### Supplied passage
====
Translator's footnote

  1. Landsleit is the Yiddish word for people from the same town. Return


 

The Malarskis
The History of a Czenstochower Family

A. Chrobolowski

Avraham Malarski, the father, was born in the shtetl [town] Sejny, Suwalki gubernia [province]. His mother was the daughter of a religious judge, his father, Zelig, the son of a blacksmith who was known in the entire Suwalki area because he once had the opportunity to shoe the horses of Nikolai the First. For his good work he was freed from paying taxes.

[Page 369]

At age three, Avraham was left without a mother. He was raised in the home of his grandfather, the religious judge, until he took him with him to Nowy Dwór, Warsaw gubernia [province]. He became an apprentice to a rope maker, worked at a spinning wheel 14 hours a day and suffered from hunger and cold.

At age 21, he married Sheyndl Tac, a daughter of Eliezer and Bluma Tac in Nowy Dwór. Sheyndl's parents, her grandfather and grandmother of the Czenstochower Malarskis, traded with orchards and meadows around the Vistula [River] and ran a diary farm.

Avraham Malarski left the rope maker and became a harness maker. At the time his father Zelig, who had previously been an employee in the Nowy Dwór fortress, became the owner of several buses that took passengers and goods to Warsaw and back.

The first two children in the family, Yudl and Royza, were born in the house of their grandfather, Eliezer. Sheyndl, the mother of the Malarskis, being a mother of two children [Yudl and Royza] and still only 20 years old, had not yet made peace with her place in her parents' house. She was drawn to another life.

Leibush Berman, a son-in-law in her extensive family, was a model for her. The grandmother Yokheved, who took care of orphans and abandoned children in the city, had found him near the bathhouse driven from his house by his step-parents. She raised and educated him, married him off to her daughter and had great pleasure from him. At first he became a bookkeeper, then became a supplier of food to the military at the fortress. His children studied in Warsaw. One of his daughters took part in the First Zionist Congress in Basel. She [the daughter] would tell her cousin Sheyndl of her experiences in the wider world. This made a strong impression on Sheyndl who was more of a dorfs-maidel [a girl from a village].

In time, however, Sheyndl, in devotion to her husband, the modest rope-maker, Avraham Malarski, brought an entire generation of ten children into the world. Four sons and six daughters. They moved to Czenstochow, then to America. They acquired a good reputation among the Czenstochow Jews.
====
### To-do list
a - Return every line of the listing that contains the word "forearm".
b - Pick up the Malarski family history at the point where it stops, and continue it.

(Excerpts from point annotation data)
====
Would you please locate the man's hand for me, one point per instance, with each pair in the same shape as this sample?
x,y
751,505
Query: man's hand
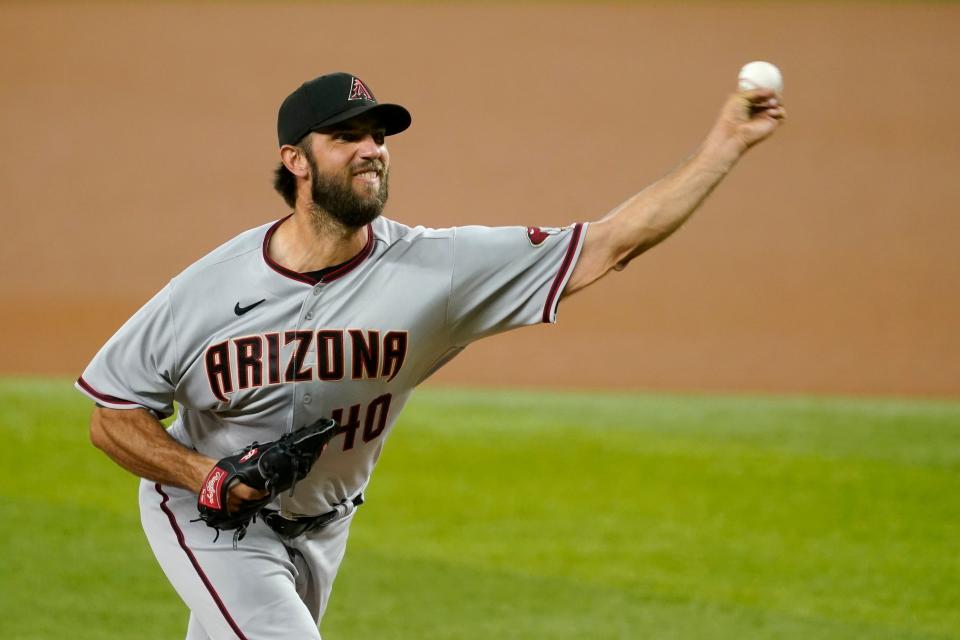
x,y
746,119
653,214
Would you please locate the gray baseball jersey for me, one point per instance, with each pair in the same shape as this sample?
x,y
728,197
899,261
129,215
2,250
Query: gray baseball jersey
x,y
250,350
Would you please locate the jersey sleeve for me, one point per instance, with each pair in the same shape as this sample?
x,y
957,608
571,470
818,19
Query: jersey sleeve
x,y
137,366
508,277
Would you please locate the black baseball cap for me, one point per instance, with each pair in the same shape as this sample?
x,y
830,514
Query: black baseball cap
x,y
330,99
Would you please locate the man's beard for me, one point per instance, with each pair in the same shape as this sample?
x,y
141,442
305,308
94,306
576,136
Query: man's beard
x,y
341,202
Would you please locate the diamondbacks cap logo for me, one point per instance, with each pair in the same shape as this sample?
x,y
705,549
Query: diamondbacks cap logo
x,y
536,235
359,91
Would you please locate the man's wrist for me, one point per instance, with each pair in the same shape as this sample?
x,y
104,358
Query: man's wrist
x,y
720,155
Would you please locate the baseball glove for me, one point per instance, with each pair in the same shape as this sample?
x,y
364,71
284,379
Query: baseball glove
x,y
273,467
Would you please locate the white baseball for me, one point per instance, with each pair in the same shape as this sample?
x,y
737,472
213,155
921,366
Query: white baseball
x,y
760,75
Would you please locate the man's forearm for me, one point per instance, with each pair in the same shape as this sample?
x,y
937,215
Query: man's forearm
x,y
137,441
655,213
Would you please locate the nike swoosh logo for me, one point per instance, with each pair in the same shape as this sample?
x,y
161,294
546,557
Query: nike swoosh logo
x,y
242,310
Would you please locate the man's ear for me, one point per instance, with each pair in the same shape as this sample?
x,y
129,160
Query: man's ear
x,y
295,160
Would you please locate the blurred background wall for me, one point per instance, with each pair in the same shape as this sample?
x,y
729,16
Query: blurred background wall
x,y
136,137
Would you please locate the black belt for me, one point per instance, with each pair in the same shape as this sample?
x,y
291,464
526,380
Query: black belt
x,y
291,528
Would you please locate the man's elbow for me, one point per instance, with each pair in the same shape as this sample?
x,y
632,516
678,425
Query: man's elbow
x,y
98,431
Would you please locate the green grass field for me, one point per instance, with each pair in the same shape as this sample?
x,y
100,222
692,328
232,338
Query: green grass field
x,y
533,515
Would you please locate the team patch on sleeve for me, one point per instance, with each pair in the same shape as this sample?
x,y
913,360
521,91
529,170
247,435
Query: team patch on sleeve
x,y
536,235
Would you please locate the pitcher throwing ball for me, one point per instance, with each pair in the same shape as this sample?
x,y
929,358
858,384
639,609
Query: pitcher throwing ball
x,y
319,325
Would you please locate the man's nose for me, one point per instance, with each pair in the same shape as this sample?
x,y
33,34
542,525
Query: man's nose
x,y
369,147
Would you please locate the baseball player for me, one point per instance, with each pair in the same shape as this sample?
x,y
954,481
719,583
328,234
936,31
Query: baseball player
x,y
335,311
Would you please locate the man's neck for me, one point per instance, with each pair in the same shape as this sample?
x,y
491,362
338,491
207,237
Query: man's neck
x,y
310,241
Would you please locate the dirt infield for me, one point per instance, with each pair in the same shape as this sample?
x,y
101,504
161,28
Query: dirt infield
x,y
138,137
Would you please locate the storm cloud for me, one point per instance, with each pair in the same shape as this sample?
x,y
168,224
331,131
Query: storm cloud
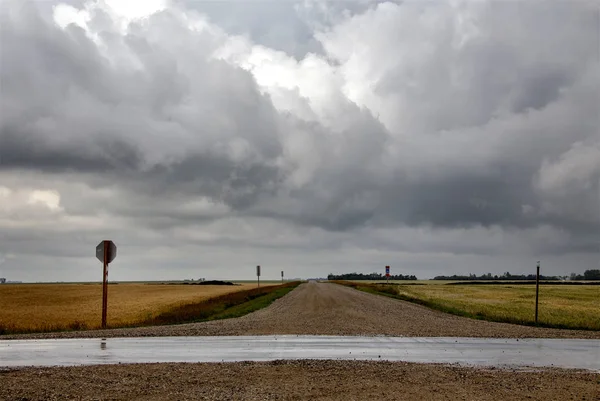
x,y
441,137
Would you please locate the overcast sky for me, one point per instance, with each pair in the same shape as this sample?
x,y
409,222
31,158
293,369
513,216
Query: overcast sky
x,y
204,138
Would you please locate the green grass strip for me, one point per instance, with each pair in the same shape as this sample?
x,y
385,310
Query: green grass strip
x,y
225,306
391,292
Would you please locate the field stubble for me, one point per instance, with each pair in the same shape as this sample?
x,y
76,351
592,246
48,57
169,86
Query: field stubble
x,y
55,307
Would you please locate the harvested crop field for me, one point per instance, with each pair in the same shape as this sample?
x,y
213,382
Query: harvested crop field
x,y
308,379
319,308
48,307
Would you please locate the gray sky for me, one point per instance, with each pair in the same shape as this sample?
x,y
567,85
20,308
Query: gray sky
x,y
205,138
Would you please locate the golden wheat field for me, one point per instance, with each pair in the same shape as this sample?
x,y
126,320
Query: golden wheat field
x,y
45,307
568,306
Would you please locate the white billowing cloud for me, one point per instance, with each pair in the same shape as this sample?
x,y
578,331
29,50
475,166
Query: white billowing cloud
x,y
418,131
49,199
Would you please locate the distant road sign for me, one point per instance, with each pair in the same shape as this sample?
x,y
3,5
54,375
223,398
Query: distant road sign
x,y
111,252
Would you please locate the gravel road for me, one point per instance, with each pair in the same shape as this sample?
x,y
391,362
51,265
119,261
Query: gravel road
x,y
293,380
321,308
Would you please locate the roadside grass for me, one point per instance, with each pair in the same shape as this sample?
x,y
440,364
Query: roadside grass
x,y
31,308
222,307
560,306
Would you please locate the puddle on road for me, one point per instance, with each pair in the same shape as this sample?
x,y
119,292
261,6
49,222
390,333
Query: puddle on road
x,y
488,352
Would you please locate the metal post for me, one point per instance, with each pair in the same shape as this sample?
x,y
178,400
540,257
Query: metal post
x,y
105,285
537,290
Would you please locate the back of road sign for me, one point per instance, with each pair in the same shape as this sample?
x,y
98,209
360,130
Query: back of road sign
x,y
111,252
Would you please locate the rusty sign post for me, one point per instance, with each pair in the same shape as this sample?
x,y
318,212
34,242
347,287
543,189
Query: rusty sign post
x,y
537,289
106,252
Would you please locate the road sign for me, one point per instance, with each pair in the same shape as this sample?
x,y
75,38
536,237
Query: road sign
x,y
111,251
106,252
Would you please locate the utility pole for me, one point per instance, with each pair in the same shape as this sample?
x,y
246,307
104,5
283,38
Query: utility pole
x,y
537,290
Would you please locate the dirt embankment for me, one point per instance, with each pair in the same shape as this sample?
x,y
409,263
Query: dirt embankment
x,y
319,308
294,380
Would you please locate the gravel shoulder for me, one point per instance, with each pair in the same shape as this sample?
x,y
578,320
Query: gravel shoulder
x,y
321,308
289,380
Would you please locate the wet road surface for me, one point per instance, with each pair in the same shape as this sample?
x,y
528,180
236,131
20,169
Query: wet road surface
x,y
564,353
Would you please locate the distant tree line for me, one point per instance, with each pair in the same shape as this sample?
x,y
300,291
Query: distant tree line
x,y
370,276
587,275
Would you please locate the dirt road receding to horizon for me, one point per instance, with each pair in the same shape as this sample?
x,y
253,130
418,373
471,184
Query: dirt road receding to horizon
x,y
322,308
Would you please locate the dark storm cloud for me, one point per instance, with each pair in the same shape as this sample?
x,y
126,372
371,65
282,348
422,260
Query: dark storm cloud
x,y
410,115
20,149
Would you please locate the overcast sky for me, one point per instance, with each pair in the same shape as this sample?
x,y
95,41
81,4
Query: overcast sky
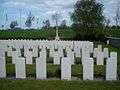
x,y
44,9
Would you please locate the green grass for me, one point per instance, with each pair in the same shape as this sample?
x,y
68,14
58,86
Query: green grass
x,y
10,84
47,34
35,34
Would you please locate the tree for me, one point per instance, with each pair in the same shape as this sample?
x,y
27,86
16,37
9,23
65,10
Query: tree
x,y
87,15
55,18
63,24
13,24
29,20
107,22
46,24
117,17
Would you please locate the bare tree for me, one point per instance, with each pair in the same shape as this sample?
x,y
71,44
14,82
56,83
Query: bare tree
x,y
117,16
29,20
55,18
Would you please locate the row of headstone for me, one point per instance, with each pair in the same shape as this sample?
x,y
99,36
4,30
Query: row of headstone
x,y
41,70
73,49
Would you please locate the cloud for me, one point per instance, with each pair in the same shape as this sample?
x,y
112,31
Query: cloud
x,y
44,9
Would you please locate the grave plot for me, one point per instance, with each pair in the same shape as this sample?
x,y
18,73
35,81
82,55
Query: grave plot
x,y
64,54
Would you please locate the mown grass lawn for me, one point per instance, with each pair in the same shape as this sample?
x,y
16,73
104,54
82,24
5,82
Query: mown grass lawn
x,y
54,71
12,84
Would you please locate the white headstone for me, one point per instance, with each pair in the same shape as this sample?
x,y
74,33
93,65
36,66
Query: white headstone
x,y
2,67
41,72
29,57
88,69
106,53
20,69
100,58
56,58
66,69
111,67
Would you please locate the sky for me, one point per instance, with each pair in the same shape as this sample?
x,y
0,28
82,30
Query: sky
x,y
44,9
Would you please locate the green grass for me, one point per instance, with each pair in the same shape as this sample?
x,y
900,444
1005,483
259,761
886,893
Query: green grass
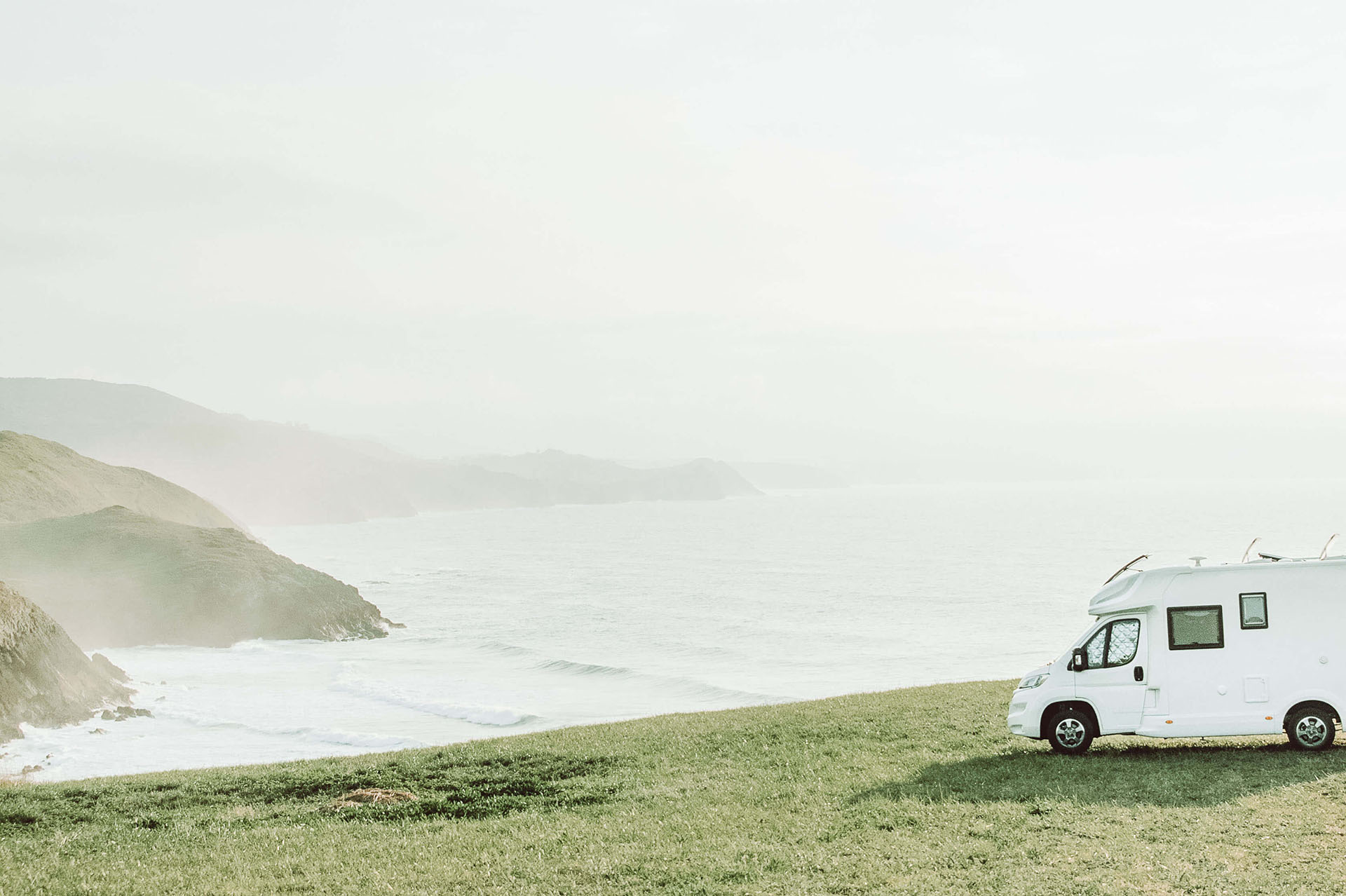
x,y
916,792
====
### The replies
a -
Would you please locate the man's forearm for me, one point per instance, with each pair in the same shape as this sample?
Query: man's forearm

b -
The Malarskis in Czenstochow

Of the 10 Malarskis, only one, Moshe (Morris), was born in Czenstochow. The remaining, Eidl, Royza, Dovid, Chaim Shlomo, Chaya Ruchl, Hodes, Yeta and Leah (Lina), were born in Nowy Dwór. With the help of their grandfather Eliezer and particularly from their grandmother Bluma who had an ingenuous way of helping to count the money that came in payment in the hundreds for the winter fruits… The family, which then already consisted of 11 souls, the parents and nine children, succeeded in moving to Czenstochow. Dovid became a locksmith. The remaining older children went to work in the factories and workshops where the poor children of Czenstochow were employed. In 1901 Eidl Malarski, a tinsmith by trade, married a Czenstochow girl and settled there. A little later he found a position for his father, Avraham, at the harness-making division of the artisans school.

Their first experience in Czenstochow was the pogrom of 1902. The family lived then in a house at the Talmud-Torah [religious school for needy boys] and they hid with all of their neighbors on the fourth floor of the brick house where the pogromists' stones did not reach. The father was in Radomsk then. When he returned home the pogrom has passed.

They moved to the old market in the courtyard of the Sheiketes' house in the same year, late in the autumn. The new apartment had two entrances; one from the courtyard through the old market; the other (the ceremonial…) through the window and alley to Warszawer Street, or through Horowicz's coal warehouse.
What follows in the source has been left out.